Brief. Wherever the string "walkway" occurs in a line of these records, report that line.

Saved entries

-- Opening Marker --

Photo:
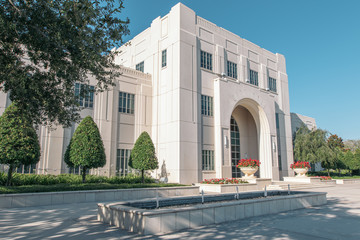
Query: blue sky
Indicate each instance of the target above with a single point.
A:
(319, 38)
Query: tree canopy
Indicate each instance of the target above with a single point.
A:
(86, 148)
(19, 143)
(46, 46)
(143, 156)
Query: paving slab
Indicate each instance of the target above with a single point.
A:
(339, 219)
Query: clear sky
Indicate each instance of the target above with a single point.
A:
(319, 38)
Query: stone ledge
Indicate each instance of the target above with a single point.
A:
(55, 198)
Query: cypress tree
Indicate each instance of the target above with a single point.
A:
(86, 148)
(19, 143)
(143, 156)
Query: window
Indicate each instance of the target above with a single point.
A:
(140, 66)
(232, 69)
(26, 168)
(80, 90)
(126, 102)
(163, 58)
(254, 78)
(208, 160)
(122, 162)
(206, 60)
(272, 84)
(277, 121)
(206, 105)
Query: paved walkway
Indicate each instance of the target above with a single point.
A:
(339, 219)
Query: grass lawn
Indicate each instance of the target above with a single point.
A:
(79, 187)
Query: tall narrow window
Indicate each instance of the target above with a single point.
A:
(254, 77)
(206, 60)
(207, 160)
(122, 162)
(140, 66)
(163, 58)
(232, 69)
(206, 105)
(277, 121)
(235, 147)
(272, 84)
(88, 91)
(126, 102)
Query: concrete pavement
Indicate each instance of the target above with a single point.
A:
(339, 219)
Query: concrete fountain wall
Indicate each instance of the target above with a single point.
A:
(159, 221)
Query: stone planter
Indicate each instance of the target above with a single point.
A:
(249, 172)
(300, 172)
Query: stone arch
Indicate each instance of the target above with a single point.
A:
(263, 134)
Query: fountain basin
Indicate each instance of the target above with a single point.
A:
(130, 215)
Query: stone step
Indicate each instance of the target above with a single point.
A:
(274, 187)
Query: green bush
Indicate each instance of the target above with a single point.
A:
(35, 179)
(86, 148)
(143, 155)
(19, 143)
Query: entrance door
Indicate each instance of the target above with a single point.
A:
(235, 148)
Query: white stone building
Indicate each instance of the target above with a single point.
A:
(207, 97)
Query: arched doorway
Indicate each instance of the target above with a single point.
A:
(244, 138)
(235, 147)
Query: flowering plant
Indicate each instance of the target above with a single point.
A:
(300, 164)
(248, 163)
(222, 181)
(324, 177)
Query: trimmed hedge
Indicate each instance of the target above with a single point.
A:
(35, 179)
(78, 187)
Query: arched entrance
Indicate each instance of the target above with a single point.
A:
(244, 140)
(250, 138)
(235, 147)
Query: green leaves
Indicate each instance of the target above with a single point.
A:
(143, 154)
(19, 143)
(86, 148)
(47, 46)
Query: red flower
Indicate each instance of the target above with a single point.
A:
(300, 164)
(248, 163)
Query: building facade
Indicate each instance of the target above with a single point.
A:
(206, 96)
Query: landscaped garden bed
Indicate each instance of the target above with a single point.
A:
(223, 181)
(28, 183)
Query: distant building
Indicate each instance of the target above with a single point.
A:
(298, 120)
(206, 96)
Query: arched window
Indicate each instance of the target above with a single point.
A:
(235, 148)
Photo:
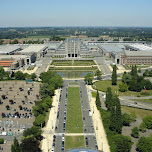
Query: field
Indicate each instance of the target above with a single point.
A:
(103, 85)
(74, 142)
(31, 67)
(139, 112)
(74, 114)
(144, 100)
(74, 63)
(77, 72)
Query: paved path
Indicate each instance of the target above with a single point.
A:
(49, 129)
(99, 129)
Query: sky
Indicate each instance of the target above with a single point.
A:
(40, 13)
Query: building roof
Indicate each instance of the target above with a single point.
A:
(16, 57)
(138, 53)
(112, 47)
(33, 48)
(6, 49)
(141, 47)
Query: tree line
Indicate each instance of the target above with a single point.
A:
(31, 137)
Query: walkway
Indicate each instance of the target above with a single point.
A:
(49, 129)
(98, 125)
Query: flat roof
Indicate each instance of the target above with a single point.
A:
(141, 47)
(12, 56)
(4, 49)
(112, 47)
(138, 53)
(33, 48)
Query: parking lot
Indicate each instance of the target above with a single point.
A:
(16, 101)
(89, 134)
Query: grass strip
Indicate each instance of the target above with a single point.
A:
(74, 114)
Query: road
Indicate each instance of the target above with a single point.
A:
(103, 65)
(87, 120)
(42, 64)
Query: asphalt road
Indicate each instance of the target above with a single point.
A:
(103, 65)
(42, 64)
(87, 120)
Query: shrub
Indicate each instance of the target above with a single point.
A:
(123, 143)
(148, 122)
(144, 144)
(126, 119)
(123, 87)
(142, 127)
(1, 141)
(135, 132)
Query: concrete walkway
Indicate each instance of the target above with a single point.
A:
(49, 129)
(99, 129)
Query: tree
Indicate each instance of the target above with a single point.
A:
(133, 116)
(114, 75)
(52, 78)
(1, 73)
(126, 78)
(88, 78)
(134, 71)
(19, 75)
(1, 141)
(30, 145)
(15, 147)
(40, 119)
(98, 102)
(108, 101)
(46, 90)
(148, 121)
(34, 131)
(144, 144)
(126, 119)
(123, 143)
(33, 76)
(48, 101)
(123, 87)
(98, 74)
(135, 132)
(142, 127)
(118, 115)
(112, 119)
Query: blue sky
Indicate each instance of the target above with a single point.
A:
(21, 13)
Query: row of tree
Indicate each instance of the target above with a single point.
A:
(133, 82)
(31, 137)
(15, 75)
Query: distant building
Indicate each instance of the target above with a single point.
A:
(72, 48)
(9, 49)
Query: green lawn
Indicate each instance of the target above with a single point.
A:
(75, 63)
(94, 94)
(103, 84)
(31, 67)
(74, 114)
(74, 142)
(139, 112)
(74, 68)
(144, 100)
(77, 72)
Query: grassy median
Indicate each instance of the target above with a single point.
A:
(104, 84)
(74, 122)
(74, 142)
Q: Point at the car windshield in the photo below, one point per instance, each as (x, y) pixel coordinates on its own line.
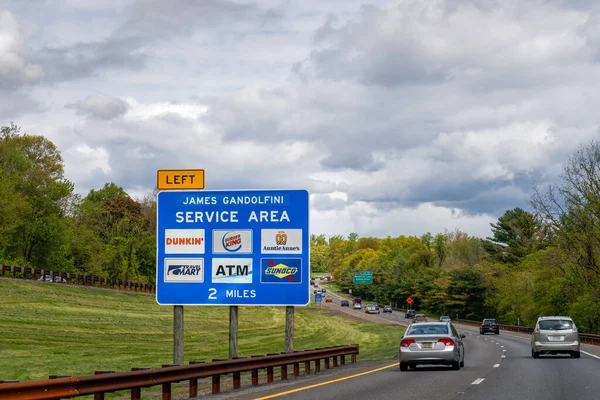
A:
(424, 329)
(556, 324)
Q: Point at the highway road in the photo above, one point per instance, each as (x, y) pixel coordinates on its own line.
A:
(496, 367)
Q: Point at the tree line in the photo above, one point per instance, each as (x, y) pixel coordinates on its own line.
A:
(540, 262)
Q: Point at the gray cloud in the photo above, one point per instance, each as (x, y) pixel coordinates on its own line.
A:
(100, 106)
(410, 111)
(15, 67)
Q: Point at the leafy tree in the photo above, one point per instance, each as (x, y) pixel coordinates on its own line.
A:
(516, 234)
(37, 195)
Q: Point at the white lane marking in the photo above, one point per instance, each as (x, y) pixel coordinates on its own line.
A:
(591, 355)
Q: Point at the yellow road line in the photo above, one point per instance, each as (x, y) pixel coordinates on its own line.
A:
(325, 383)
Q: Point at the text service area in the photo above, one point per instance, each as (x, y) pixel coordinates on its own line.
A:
(233, 248)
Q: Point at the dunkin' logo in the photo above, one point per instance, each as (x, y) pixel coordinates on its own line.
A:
(184, 241)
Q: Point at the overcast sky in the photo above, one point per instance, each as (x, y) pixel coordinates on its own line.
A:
(399, 117)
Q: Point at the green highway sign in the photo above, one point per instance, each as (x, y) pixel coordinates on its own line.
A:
(364, 278)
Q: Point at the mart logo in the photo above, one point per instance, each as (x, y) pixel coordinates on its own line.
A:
(184, 270)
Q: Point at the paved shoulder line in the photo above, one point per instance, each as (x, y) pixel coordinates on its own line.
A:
(325, 383)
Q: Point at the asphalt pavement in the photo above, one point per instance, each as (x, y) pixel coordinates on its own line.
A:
(496, 367)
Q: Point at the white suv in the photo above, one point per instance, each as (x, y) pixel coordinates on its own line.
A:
(555, 335)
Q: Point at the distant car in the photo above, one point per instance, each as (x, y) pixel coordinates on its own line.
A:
(489, 325)
(47, 278)
(372, 309)
(419, 318)
(555, 335)
(431, 343)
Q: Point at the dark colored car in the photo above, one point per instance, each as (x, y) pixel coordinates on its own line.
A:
(489, 325)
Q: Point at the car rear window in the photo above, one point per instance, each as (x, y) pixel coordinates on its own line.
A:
(556, 324)
(424, 329)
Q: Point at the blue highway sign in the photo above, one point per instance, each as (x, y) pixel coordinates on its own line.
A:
(243, 247)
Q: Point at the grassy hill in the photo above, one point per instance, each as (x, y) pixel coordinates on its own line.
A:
(49, 329)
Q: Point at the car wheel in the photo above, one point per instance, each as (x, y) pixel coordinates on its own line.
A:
(534, 354)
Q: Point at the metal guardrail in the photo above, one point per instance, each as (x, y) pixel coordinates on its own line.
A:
(108, 381)
(583, 337)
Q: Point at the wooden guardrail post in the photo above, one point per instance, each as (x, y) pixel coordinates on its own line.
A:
(254, 373)
(136, 393)
(237, 379)
(100, 396)
(194, 381)
(270, 369)
(216, 379)
(167, 395)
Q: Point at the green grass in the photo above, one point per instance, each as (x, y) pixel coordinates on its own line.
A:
(48, 329)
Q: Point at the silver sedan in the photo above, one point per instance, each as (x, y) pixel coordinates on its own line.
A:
(432, 343)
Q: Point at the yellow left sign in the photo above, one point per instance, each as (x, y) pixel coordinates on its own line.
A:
(178, 179)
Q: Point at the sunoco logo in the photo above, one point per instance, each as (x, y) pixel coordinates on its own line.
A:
(232, 242)
(184, 270)
(281, 270)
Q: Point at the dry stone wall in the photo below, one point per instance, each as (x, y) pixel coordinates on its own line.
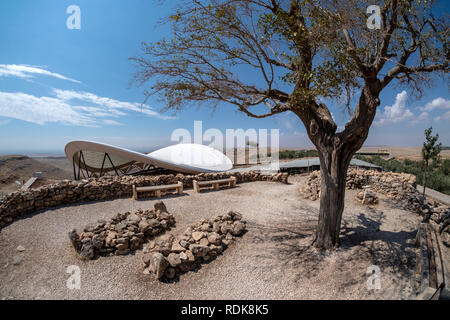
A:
(400, 187)
(123, 234)
(105, 188)
(168, 256)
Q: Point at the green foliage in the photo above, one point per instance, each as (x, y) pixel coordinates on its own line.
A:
(296, 154)
(430, 149)
(438, 176)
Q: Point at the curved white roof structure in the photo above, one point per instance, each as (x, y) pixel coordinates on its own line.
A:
(96, 159)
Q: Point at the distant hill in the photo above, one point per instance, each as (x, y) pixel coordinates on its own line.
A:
(20, 168)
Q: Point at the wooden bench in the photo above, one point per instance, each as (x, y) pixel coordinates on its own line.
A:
(432, 266)
(231, 182)
(157, 189)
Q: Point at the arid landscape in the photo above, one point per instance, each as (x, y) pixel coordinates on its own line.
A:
(21, 168)
(273, 260)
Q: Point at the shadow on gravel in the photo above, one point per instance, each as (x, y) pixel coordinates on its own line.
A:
(385, 249)
(288, 246)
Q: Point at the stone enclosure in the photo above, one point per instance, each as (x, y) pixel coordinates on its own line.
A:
(19, 203)
(166, 256)
(400, 187)
(201, 242)
(123, 234)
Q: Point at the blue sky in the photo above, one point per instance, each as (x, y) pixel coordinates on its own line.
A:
(58, 85)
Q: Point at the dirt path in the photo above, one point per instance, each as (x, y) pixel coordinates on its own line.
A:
(274, 260)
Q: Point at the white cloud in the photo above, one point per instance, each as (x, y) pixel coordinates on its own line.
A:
(445, 116)
(63, 109)
(424, 116)
(27, 72)
(395, 113)
(111, 105)
(438, 103)
(41, 110)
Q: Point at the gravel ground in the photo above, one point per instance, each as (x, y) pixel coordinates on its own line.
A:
(273, 260)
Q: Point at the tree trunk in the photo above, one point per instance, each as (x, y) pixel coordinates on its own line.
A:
(425, 177)
(333, 168)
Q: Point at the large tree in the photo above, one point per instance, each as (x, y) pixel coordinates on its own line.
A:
(430, 151)
(271, 56)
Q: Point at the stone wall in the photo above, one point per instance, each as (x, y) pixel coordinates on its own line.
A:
(105, 188)
(123, 234)
(400, 187)
(168, 256)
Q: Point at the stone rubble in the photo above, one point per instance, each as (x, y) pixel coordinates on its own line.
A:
(400, 187)
(19, 203)
(122, 234)
(168, 256)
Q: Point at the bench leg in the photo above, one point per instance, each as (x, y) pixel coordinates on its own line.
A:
(134, 193)
(196, 186)
(233, 181)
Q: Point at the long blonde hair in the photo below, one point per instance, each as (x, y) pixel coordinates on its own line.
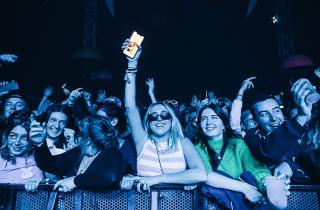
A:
(176, 132)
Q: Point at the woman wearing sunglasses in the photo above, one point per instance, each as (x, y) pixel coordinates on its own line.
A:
(164, 155)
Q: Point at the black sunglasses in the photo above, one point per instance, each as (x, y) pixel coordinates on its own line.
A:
(155, 116)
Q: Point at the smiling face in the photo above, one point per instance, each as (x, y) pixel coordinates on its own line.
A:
(56, 124)
(211, 124)
(18, 142)
(13, 104)
(159, 120)
(268, 114)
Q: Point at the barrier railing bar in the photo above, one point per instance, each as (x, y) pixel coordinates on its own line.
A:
(154, 200)
(78, 200)
(131, 199)
(52, 200)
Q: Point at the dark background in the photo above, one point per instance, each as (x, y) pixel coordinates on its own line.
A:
(189, 46)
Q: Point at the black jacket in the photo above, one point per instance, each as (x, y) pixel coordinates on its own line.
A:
(106, 170)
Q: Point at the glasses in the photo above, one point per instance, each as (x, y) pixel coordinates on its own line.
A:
(155, 116)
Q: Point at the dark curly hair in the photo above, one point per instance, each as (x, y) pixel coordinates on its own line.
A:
(202, 139)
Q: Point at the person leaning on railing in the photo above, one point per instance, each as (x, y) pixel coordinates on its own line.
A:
(17, 163)
(230, 164)
(164, 155)
(96, 163)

-- Closing Marker --

Task result.
Query: paved walkway
Query: walkway
Query: concrete walkway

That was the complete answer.